#### [Task instructions]
Could you copy, word for word, only the lines from the one containing "letter p with" through the last line of the records below, both included?

##### Supplied entries #####

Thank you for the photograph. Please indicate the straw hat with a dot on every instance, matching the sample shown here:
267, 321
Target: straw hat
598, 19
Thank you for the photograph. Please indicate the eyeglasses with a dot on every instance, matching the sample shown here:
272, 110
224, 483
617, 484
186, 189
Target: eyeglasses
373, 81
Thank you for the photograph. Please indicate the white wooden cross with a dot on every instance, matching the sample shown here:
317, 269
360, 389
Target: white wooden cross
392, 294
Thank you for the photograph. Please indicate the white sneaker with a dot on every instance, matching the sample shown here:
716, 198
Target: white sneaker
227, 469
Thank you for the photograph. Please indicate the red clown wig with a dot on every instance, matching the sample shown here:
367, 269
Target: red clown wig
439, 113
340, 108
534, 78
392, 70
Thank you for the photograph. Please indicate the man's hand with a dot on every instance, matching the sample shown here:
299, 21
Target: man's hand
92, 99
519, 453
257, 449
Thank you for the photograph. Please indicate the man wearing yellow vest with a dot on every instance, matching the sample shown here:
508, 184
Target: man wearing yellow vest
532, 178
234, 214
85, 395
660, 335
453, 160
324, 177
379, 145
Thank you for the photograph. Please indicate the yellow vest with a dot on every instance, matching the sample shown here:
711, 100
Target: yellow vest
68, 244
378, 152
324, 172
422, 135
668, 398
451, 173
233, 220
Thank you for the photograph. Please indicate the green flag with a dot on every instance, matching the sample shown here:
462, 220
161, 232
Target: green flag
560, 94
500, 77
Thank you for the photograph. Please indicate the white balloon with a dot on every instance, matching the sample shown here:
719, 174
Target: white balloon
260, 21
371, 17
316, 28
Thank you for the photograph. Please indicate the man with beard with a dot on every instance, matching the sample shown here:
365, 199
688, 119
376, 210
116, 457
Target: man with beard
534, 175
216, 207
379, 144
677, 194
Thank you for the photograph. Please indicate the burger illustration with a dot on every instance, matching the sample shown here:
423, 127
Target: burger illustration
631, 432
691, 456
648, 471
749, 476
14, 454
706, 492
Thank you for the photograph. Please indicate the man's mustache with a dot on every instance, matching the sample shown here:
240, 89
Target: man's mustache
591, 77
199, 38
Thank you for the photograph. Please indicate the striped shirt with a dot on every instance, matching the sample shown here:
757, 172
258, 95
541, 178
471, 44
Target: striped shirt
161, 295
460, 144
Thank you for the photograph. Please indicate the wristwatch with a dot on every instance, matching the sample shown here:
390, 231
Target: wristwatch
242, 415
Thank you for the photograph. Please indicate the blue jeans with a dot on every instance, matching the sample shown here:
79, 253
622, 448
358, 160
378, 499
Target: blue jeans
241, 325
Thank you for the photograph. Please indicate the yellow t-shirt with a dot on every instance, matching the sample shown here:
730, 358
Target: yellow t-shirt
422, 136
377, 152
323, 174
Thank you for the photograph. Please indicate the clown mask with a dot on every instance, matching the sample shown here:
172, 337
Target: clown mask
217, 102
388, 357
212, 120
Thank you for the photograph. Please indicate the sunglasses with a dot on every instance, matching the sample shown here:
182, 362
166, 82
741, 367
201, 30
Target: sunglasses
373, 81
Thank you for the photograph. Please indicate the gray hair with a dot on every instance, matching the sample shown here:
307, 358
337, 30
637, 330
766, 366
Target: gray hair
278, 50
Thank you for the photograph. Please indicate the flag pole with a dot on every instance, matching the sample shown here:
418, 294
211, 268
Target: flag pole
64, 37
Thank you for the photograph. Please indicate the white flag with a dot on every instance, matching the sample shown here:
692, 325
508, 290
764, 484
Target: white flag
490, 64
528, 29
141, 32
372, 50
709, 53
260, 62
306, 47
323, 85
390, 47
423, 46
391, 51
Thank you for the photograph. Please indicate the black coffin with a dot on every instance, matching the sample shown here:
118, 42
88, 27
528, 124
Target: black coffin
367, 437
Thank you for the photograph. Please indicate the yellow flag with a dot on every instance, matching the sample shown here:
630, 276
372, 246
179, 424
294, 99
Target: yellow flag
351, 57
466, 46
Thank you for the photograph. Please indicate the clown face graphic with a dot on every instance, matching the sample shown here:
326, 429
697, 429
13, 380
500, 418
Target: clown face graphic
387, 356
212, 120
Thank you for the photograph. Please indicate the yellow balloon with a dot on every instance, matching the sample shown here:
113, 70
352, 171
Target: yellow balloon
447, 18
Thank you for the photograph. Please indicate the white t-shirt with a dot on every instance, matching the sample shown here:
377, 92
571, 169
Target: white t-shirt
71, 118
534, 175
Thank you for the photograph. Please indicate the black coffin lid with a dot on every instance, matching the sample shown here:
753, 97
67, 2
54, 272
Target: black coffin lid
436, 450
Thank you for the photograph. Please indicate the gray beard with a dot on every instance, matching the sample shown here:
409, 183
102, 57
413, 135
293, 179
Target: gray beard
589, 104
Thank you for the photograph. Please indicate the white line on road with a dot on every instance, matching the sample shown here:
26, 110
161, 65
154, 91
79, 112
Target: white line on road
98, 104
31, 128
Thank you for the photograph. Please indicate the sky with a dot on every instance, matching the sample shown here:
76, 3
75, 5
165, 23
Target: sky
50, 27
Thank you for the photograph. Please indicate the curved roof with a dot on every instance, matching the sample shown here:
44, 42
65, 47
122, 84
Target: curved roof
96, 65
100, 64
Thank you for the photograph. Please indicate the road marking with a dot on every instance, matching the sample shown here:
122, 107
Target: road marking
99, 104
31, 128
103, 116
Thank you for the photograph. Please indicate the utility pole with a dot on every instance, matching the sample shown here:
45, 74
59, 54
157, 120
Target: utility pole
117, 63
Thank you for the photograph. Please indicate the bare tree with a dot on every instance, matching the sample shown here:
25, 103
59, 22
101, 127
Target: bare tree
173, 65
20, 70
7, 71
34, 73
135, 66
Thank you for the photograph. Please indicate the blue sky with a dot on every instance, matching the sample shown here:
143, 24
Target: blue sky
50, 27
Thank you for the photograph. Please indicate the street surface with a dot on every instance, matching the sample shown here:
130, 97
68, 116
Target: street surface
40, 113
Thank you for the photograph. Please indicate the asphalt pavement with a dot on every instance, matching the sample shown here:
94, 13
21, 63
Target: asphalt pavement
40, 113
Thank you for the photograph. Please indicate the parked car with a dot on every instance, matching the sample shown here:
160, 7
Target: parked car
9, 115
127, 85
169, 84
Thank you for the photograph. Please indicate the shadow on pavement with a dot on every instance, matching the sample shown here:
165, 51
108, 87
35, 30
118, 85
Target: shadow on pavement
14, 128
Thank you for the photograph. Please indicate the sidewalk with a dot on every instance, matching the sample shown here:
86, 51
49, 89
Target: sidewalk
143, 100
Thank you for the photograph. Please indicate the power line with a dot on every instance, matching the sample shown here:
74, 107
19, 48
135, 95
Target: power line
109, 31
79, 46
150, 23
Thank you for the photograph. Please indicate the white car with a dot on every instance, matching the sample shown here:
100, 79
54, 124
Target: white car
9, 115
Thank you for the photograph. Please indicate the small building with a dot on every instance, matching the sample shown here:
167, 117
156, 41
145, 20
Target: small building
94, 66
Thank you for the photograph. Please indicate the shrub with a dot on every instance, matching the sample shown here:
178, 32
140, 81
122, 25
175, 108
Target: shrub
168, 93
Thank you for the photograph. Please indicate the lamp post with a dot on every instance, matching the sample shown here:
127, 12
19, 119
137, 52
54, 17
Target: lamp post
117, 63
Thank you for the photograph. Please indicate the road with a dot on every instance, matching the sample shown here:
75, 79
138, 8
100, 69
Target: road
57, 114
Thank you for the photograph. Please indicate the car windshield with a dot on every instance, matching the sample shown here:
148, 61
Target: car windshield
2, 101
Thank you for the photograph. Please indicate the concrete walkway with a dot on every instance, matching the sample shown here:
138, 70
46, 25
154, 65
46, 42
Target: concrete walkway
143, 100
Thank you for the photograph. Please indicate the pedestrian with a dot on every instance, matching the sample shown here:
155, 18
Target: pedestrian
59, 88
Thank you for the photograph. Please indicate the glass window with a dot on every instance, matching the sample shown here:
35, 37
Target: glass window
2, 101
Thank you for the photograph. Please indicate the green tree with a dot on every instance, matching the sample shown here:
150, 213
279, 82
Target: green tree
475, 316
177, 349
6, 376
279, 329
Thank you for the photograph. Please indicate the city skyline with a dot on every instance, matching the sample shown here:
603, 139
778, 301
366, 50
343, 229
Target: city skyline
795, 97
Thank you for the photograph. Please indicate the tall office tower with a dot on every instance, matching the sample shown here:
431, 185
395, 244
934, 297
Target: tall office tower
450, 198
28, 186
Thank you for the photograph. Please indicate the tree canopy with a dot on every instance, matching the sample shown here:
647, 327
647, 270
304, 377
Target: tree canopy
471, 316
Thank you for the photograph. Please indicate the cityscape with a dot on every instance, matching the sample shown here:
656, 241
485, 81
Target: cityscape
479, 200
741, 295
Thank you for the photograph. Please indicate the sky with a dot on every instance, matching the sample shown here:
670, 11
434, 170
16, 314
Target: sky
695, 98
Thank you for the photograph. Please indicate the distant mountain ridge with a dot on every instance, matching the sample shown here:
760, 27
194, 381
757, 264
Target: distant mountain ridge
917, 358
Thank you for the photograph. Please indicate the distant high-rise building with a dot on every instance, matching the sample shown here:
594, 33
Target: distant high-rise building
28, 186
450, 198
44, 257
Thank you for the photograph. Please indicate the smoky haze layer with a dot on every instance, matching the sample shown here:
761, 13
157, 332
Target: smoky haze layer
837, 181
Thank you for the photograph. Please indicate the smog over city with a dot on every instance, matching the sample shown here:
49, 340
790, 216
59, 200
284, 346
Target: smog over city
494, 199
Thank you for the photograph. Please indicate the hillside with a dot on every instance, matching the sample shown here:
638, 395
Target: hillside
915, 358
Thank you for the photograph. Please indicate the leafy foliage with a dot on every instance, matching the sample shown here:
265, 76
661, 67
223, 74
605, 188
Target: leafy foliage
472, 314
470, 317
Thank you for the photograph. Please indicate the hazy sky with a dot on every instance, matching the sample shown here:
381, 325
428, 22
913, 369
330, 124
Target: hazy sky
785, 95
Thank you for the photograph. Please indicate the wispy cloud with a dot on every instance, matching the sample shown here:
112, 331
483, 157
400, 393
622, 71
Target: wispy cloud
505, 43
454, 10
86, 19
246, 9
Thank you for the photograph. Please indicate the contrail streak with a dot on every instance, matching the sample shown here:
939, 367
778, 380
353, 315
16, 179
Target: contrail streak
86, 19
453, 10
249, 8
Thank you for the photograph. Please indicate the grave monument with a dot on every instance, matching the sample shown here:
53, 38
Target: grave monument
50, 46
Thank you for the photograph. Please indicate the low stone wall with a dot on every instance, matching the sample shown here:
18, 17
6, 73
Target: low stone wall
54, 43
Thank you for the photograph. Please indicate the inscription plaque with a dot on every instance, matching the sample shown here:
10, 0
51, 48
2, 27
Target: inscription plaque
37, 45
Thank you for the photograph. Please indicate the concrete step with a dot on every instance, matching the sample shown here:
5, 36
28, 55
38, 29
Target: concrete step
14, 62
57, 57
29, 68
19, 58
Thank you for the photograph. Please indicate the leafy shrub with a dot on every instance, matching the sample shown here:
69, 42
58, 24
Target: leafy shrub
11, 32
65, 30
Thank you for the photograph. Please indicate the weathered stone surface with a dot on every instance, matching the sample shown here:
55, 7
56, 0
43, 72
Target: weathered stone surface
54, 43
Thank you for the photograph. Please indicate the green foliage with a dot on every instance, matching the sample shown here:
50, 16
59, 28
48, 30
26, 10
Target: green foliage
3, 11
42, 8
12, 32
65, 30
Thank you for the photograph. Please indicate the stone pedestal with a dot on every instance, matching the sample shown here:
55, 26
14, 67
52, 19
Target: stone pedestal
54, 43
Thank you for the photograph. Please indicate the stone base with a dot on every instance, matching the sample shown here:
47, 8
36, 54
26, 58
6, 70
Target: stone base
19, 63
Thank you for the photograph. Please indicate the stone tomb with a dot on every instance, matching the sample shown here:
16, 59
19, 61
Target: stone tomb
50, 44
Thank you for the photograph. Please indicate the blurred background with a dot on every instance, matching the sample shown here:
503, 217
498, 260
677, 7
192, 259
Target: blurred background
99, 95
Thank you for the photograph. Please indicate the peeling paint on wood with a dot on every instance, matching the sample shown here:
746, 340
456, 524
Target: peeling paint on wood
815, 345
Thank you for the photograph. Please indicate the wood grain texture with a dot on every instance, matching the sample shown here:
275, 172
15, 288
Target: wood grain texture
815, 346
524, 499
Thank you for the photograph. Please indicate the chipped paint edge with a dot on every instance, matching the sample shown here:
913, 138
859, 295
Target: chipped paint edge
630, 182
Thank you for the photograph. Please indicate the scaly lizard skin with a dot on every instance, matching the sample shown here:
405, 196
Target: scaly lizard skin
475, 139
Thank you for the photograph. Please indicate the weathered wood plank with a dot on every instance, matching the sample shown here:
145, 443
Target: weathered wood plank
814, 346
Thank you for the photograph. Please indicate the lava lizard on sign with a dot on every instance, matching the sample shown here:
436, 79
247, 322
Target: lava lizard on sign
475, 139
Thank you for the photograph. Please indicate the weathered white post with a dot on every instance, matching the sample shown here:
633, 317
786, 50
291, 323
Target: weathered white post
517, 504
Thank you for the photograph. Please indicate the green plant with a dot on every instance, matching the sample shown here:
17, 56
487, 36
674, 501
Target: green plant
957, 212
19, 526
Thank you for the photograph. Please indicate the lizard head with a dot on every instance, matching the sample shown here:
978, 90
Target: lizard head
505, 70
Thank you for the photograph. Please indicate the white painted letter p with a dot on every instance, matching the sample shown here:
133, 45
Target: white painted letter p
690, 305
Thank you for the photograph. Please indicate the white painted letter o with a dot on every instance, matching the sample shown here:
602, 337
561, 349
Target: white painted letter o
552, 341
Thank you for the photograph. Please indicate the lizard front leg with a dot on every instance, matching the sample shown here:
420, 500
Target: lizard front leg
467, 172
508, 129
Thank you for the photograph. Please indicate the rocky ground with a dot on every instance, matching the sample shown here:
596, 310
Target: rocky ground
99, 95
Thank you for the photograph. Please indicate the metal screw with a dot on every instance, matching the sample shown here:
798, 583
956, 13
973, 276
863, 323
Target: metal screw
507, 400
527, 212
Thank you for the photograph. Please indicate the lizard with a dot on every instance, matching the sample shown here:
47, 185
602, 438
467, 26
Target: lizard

#####

#### [Reply]
Thank you for the photograph. Please indicate the white painted letter p with a dot on every instance, matching the sample shown here:
133, 45
Target: white painted letter p
690, 305
Thank you for the photograph. Please indicate the white painted letter o with a dot on every instance, matching the sample shown here:
602, 337
561, 349
Target: white painted letter o
552, 341
Thank you for the photograph. Please indicate the lizard front leg with a dot on every instance, matching the sample shown here:
420, 500
Target: lizard front leg
467, 172
508, 129
Thank you for the photograph. Please indicate the rocky ground with a dot on every instance, matching the sample shown here:
596, 310
Target: rocky ground
99, 95
Thank you for the photograph. Please indicate the metal screw with a dot on every instance, matching the sample shown here:
798, 583
956, 13
973, 276
863, 323
Target: metal screw
507, 400
527, 212
Thank you for the photograph. Please indicate the lizard with a dot on every instance, matching the sample shown here:
47, 185
602, 438
467, 26
Target: lizard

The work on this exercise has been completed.